* 課題 1
下に示すデータセットのすべての行で「field log」を「survey log」に置き換え、それ以外は変えずに書き直してください。画像は出力に含めないこと。

====== 原文 ======

1969年のジミー・ペイジ、嗚呼、まるで1976年のアントニオ猪木みたいだ。この本はこの世に溢れかえっている猪木本の中でベストの出来ではないか。ところが1984年のUWFはワーストの出来である。1976年のアントニオ猪木のような綿密な取材もほとんどなく、単なる前田日明ディスり本なのである。ところが、1984年のUWFの反論本である、前田日明が語るUWF全史はさらにワーストの出来という悲惨な結果になっているのである。オレはアマゾン・レビューを読んで買うのをやめ、立ち読みで済ましたが、マジでくそみたいな本だったぜ。で、1969年のジミー・ペイジというタイトルをつけたオレだが期待されても困る。いつものようにオレの文章は独断と偏見に満ち満ちた単なる余興だからだ。まぁとにかくオレはジミヘンを聴く度に、ツェッペリンを連想するのである。ジミヘンは史上最高のギタリストだと思うが、バンド・アンサンブルとしてはツェッペリンのほうが上だと思う(本当は上も下も、後ろも前もないのだが、つまり比較したって仕方ないのだが)。要するにツェッペリンの凄さを再認識するためにジミヘンを聴くようなものだが、瞬間風速的にはジミヘンのナンバーはツェッペリンやストーンズを遥かに凌いでいるのである。ジミヘンはあまりに多作である。そのために早死にしたのではないかと思うくらい短期間でヴァラエティーに富んだ楽曲を作っている。

======

* 課題 2
上の原文から、「1969年のジミー・ペイジ、」から「ーに富んだ楽曲を作っている。」までを両端も含めて一字も変えずに抜き出して返す。

====== 提示データ ======

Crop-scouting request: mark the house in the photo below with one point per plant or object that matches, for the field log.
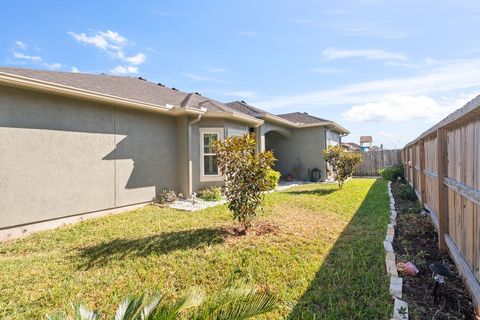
(74, 144)
(366, 142)
(351, 146)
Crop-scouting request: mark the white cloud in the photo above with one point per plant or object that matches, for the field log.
(370, 54)
(124, 70)
(104, 39)
(398, 108)
(249, 33)
(214, 69)
(375, 32)
(53, 66)
(136, 59)
(20, 55)
(21, 45)
(328, 71)
(447, 76)
(114, 44)
(300, 20)
(242, 94)
(199, 77)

======

* 出力 1
Crop-scouting request: mark the house in the photo below with one point per plant or object that matches, for the survey log.
(74, 144)
(366, 142)
(351, 146)
Crop-scouting request: mark the white cloud in the photo above with one point per plant or object that matches, for the survey log.
(370, 54)
(124, 70)
(104, 39)
(398, 108)
(249, 33)
(214, 69)
(375, 32)
(53, 66)
(136, 59)
(20, 55)
(21, 45)
(328, 71)
(447, 76)
(114, 44)
(300, 20)
(242, 94)
(199, 77)

* 出力 2
1969年のジミー・ペイジ、嗚呼、まるで1976年のアントニオ猪木みたいだ。この本はこの世に溢れかえっている猪木本の中でベストの出来ではないか。ところが1984年のUWFはワーストの出来である。1976年のアントニオ猪木のような綿密な取材もほとんどなく、単なる前田日明ディスり本なのである。ところが、1984年のUWFの反論本である、前田日明が語るUWF全史はさらにワーストの出来という悲惨な結果になっているのである。オレはアマゾン・レビューを読んで買うのをやめ、立ち読みで済ましたが、マジでくそみたいな本だったぜ。で、1969年のジミー・ペイジというタイトルをつけたオレだが期待されても困る。いつものようにオレの文章は独断と偏見に満ち満ちた単なる余興だからだ。まぁとにかくオレはジミヘンを聴く度に、ツェッペリンを連想するのである。ジミヘンは史上最高のギタリストだと思うが、バンド・アンサンブルとしてはツェッペリンのほうが上だと思う(本当は上も下も、後ろも前もないのだが、つまり比較したって仕方ないのだが)。要するにツェッペリンの凄さを再認識するためにジミヘンを聴くようなものだが、瞬間風速的にはジミヘンのナンバーはツェッペリンやストーンズを遥かに凌いでいるのである。ジミヘンはあまりに多作である。そのために早死にしたのではないかと思うくらい短期間でヴァラエティーに富んだ楽曲を作っている。